* O que produzir
Continue o texto sobre o medo, escrevendo a partir da última frase apresentada.

* Excerto citado
|---|

O inventário do medo

O problema é que o MEDO veio para ficar. E se já estava aí por via do terror globalizado, aprofundar-se-á agora por via do inimigo invisível.

O medo é uma aprendizagem, quer dizer, um estado psicológico que nos habituamos a dominar, a ir dominando, a contornar, a enfrentar. Sempre numa medida que nos permita regressar à acção. Vai sendo diferente a relação com ele ao longo do tempo, monstruoso na infância, inimigo nas idades da afirmação, forma de quase tudo ler na idade mais avançada.

O modo como surge é diverso, primeiro interior, secreto, íntimo, com manifestações nocturnas conhecidas, mais tarde vindo de fora para dentro, como uma ideologia, tanto por via hierárquica como por via social, global até. Dentro, se cresce desmesuradamente leva à loucura, deixa de ser dominado, domina. Fora é um instrumento de poder, a paralisia uma presença do poder do lado de quem o pode escrutinar, pôr em causa. O medo pode gerir-se, e nos combates da vida é um inimigo poderoso. E pode converter-se num instrumento de domínio das formas de controlo social, do hipercontrolo, pode ser gerido a partir dos aparelhos da sua propagação.

|---|

* Material de estudo
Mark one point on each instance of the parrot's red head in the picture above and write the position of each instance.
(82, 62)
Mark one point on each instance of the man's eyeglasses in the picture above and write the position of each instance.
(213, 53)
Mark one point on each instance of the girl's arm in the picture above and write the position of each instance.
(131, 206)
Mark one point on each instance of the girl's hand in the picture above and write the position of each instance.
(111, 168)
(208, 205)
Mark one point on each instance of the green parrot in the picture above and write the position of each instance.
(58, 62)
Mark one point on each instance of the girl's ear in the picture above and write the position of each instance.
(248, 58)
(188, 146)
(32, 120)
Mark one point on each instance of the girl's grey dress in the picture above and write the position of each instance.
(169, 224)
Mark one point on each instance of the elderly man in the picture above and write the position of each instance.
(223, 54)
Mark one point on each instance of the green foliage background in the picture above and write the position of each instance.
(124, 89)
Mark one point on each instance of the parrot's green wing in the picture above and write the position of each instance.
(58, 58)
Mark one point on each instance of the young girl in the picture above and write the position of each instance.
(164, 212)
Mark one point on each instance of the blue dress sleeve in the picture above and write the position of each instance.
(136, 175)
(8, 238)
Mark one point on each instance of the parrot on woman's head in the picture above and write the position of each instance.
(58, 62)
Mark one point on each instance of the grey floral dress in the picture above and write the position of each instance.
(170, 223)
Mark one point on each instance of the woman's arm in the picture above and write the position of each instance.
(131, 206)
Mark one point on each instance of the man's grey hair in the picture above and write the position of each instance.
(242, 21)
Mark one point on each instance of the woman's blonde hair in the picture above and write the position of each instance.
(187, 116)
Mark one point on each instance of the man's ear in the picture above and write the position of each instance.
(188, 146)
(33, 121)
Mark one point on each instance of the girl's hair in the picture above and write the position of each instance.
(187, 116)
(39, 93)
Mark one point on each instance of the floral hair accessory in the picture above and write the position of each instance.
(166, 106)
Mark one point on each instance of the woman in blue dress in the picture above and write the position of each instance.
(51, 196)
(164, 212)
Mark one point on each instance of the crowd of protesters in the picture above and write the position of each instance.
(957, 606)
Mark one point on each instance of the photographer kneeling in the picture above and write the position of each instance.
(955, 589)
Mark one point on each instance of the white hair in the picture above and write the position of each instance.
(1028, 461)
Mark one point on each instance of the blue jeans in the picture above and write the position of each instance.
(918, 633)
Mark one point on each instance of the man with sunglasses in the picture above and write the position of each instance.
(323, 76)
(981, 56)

|---|

* Resposta escrita
Começa no susto. Alguém nos apanha desprevenidos e faz HUUUU! Não que tire o sono, outro grau do susto — sustómetro para quê, as batidas cardíacas medem bem o grau. Um urso que sai do armário num repente pode fazer tremelicar.

Matamouros tremelica como poucos, é técnico desse gag. Um tremor de terra no corpo. O medo é cósmico, a figura é global nos tempos em que a globalização cruzava continentes com grandes passadas sobre os oceanos. Como no Kabuki, na Dell’arte os gestos de terror estão no chão da escrita, repetem-se, treino de ofício, nenhum improviso, eficácia e rigor a mesma pulsão enérgica de tempo e desenho gestual, acção. Arlequim é o medo instintivo, isso permite-lhe escapar da matraca do dono. Do superior. Do senhor. Do acima, do logo acima Brighela.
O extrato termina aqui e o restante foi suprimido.